■ WRITTEN EXERCISE A
Identify every line in the rows that contains the word "coordinates" and copy each of those lines.

##### SOURCE DOCUMENT #####

Testing executables freeze

Open discussion for MAGMA

Testing executables freeze

Postby NLewkow » Wed Jun 29, 2011 2:34 pm

Greetings!

I just successfully built and installed magma_1.0.0-rc5. I have been trying to run some of the testing routines included in the magma_1.0.0-rc5/testing directory and have be unsuccessful thus far. For each routine it simply does not output any results from the tests. Below are the outputs of 3 routines that I have tried, these are just examples, so far I have not been able to successfully run any of the test executables.

testing_dgemm
Code: Select all
-bash-4.2$ ./testing_dgemm
device 0: Tesla C2050 / C2070, 1147.0 MHz clock, 2687.4 MB memory
device 1: Tesla C2050 / C2070, 1147.0 MHz clock, 2687.4 MB memory

Usage:
  testing_dgemm [-NN|NT|TN|TT] [-N 1024]


Testing transA = N  transB = N
    M    N    K     MAGMA GFLop/s    CUBLAS GFlop/s       error
==================================================================




testing_dgesv_gpu
Code: Select all

-bash-4.2$ ./testing_dgesv_gpu
device 0: Tesla C2050 / C2070, 1147.0 MHz clock, 2687.4 MB memory
device 1: Tesla C2050 / C2070, 1147.0 MHz clock, 2687.4 MB memory

Usage:
  testing_dgesv_gpu -nrhs 100 -N 1024



  N     NRHS       GPU GFlop/s      || b-Ax || / ||A||
========================================================



testing_zgetrf_gpu
Code: Select all
-bash-4.2$ ./testing_zgetrf_gpu
device 0: Tesla C2050 / C2070, 1147.0 MHz clock, 2687.4 MB memory
device 1: Tesla C2050 / C2070, 1147.0 MHz clock, 2687.4 MB memory

Usage:
  testing_zgetrf_gpu -M 1024 -N 1024



  M     N   CPU GFlop/s    GPU GFlop/s   ||PA-LU||/(||A||*N)
============================================================




I have waited upwards of 10 minutes for all of these. Looking at the source code it seems like there should be information printed to the table after each loop, or each different problem size. This leads me to believe that something is very wrong.

Thanks in advance for the help,
Nick
NLewkow
 
Posts: 7
Joined: Fri Jun 24, 2011 11:13 am

Re: Testing executables freeze

Postby NLewkow » Fri Jul 01, 2011 9:35 am

ping
NLewkow
 
Posts: 7
Joined: Fri Jun 24, 2011 11:13 am

Re: Testing executables freeze

Postby Stan Tomov » Mon Jul 04, 2011 3:22 pm

Hi Nick,
This is the first report for something freezing like this.

##### EXERCISE MATERIAL #####

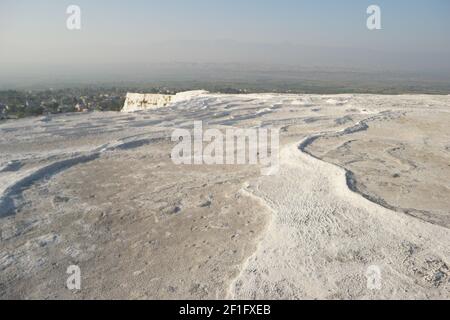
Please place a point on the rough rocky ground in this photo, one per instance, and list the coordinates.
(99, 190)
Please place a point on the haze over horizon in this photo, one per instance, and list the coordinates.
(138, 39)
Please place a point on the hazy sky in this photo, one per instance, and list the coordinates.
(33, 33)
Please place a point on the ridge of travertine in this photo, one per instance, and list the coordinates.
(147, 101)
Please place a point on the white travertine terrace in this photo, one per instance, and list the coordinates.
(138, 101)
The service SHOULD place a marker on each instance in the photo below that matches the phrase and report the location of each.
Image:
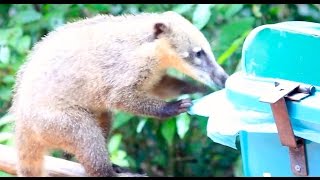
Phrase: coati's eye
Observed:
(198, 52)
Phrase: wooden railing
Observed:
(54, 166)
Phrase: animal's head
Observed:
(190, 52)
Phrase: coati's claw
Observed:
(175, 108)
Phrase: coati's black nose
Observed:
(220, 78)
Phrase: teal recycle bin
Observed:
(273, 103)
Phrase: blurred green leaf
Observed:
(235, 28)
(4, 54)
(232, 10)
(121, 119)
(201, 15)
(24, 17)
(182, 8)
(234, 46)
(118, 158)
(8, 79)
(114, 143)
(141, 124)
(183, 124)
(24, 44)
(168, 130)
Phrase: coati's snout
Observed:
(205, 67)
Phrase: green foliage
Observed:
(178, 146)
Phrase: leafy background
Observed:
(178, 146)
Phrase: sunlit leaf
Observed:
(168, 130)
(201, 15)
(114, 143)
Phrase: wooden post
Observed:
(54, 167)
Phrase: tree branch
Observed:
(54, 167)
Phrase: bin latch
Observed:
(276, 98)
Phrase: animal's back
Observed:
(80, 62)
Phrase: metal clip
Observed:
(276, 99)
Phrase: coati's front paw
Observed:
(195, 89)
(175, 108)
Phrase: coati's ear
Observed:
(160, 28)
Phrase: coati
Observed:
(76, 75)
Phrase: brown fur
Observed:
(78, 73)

#####
##### EXERCISE MATERIAL #####

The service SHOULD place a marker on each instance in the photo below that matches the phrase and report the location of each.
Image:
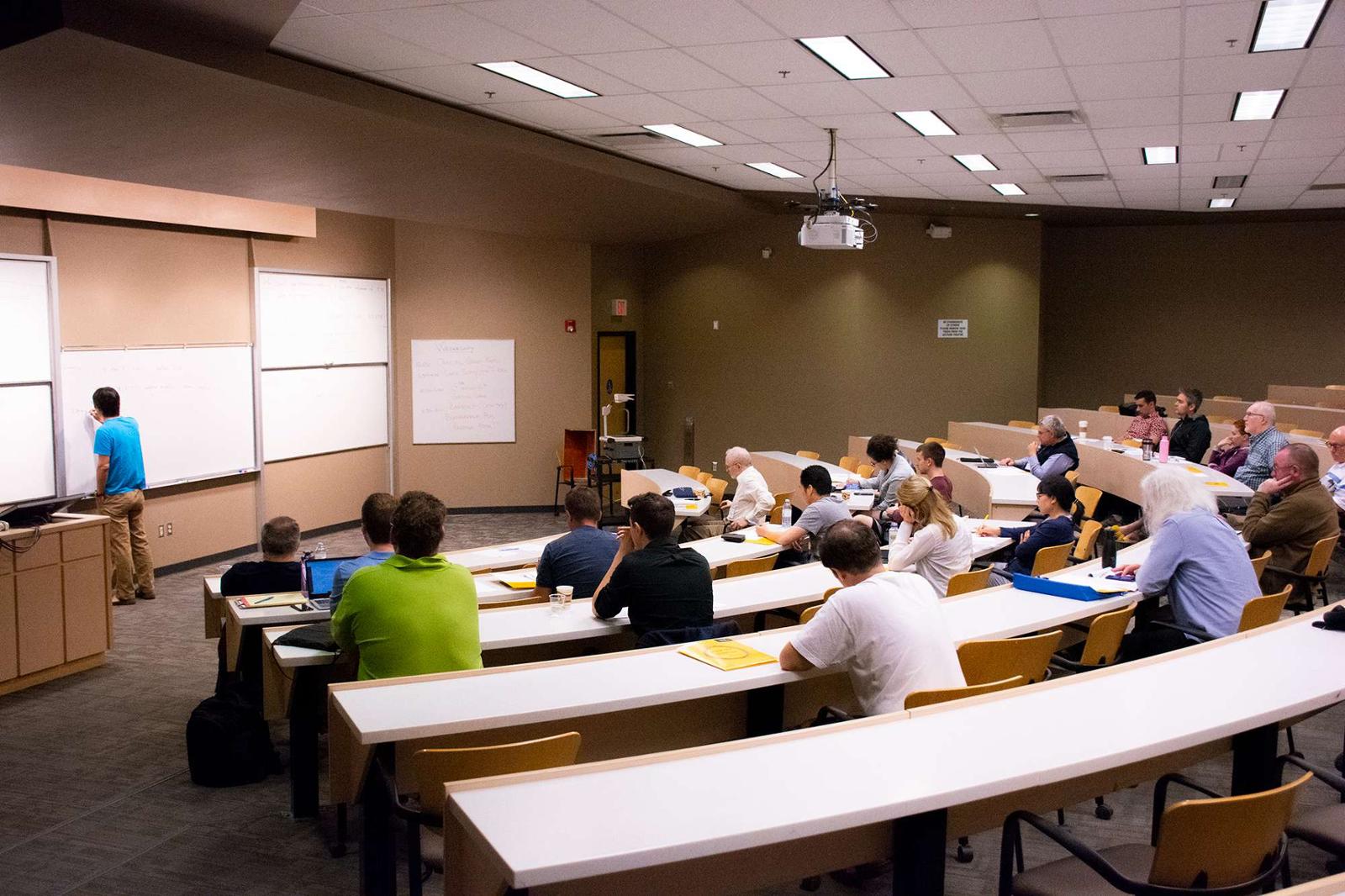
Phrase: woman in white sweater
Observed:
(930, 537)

#####

■ WRITTEN EXERCISE B
According to the forum thread about frozen MAGMA testing executables, how long did the poster wait for the tests to produce results?

■ EXPECTED ANSWER A
Please place a point on the rough rocky ground in this photo, one per instance, and list the coordinates.
Please place a point on the haze over horizon in this photo, one per instance, and list the coordinates.
Please place a point on the hazy sky in this photo, one per instance, and list the coordinates.
Please place a point on the ridge of travertine in this photo, one per instance, and list the coordinates.
Please place a point on the white travertine terrace in this photo, one per instance, and list the coordinates.

■ EXPECTED ANSWER B
Upwards of 10 minutes.